> **O que se pede**
1) Resuma em duas frases o texto sobre fazer coisas por diversão.
2) No texto sobre fazer coisas por diversão, liste todas as atividades citadas na frase que começa com "Vamos jogar bola", uma por linha.
3) Transcreva do texto sobre fazer coisas por diversão o trecho que começa em "É claro que" e termina em "cor à vida.".

> **Texto fornecido**
>>>>>

“Crie o hábito de fazer coisas pela diversão. Não por ninguém. Sem expectativas. Sem pensar nas consequências. Só pra você mesmo.” — Rick Rubin
Quando ainda somos crianças, é fácil nos envolvermos em atividades que não têm uma finalidade específica. Vamos jogar bola, correr, cantar, pintar, desenhar, jogar videogame, aprender uma arte marcial ou um novo idioma.
É claro que muitas dessas atividades acabam servindo pra desenvolvermos habilidades que podem ser úteis mais pra frente. Algumas são introduzidas justamente na esperança de que nós possamos nos tornar alguma coisa a partir daquilo.
Porém, do ponto de vista da própria criança não existe outra finalidade a não ser a atividade em si. Você brinca pra brincar. Você pinta pra pintar. Você canta pra cantar. Vamos fazendo porque é estimulante, divertido, dá cor à vida.
Mas um pouco mais tarde, dedicar tempo a alguma coisa sem ter um objetivo começa a ser mal visto. Se você comprar uma guitarra é porque obviamente quer fazer uma carreira na música. E, quando isso vem apenas pelo prazer, talvez, sua família até fique preocupada. Afinal… “O que você vai ganhar com isso? É muito difícil. Desiste logo, melhor nem tentar.”

<<<<<

> **Material guardado**
>>>>>

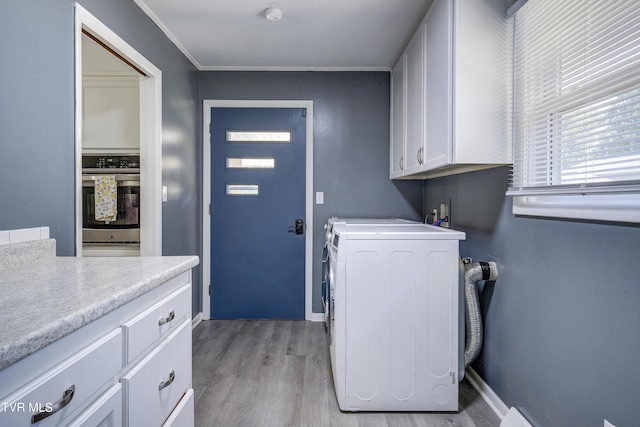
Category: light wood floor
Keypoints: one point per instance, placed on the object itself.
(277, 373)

<<<<<
>>>>>

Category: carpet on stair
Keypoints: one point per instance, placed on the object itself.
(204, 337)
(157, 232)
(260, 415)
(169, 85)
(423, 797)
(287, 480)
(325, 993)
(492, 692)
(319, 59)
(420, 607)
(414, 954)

<<<<<

> **Respostas por tarefa**
1) Na infância, a gente se envolve em atividades como brincar, pintar ou cantar sem outra finalidade além da própria atividade, mesmo que muitas delas acabem desenvolvendo habilidades úteis mais tarde. Um pouco depois, porém, dedicar tempo a algo sem um objetivo passa a ser mal visto, a ponto de a família até se preocupar quando a atividade é feita só pelo prazer.

2)
jogar bola
correr
cantar
pintar
desenhar
jogar videogame
aprender uma arte marcial
aprender um novo idioma

3)
É claro que muitas dessas atividades acabam servindo pra desenvolvermos habilidades que podem ser úteis mais pra frente. Algumas são introduzidas justamente na esperança de que nós possamos nos tornar alguma coisa a partir daquilo.
Porém, do ponto de vista da própria criança não existe outra finalidade a não ser a atividade em si. Você brinca pra brincar. Você pinta pra pintar. Você canta pra cantar. Vamos fazendo porque é estimulante, divertido, dá cor à vida.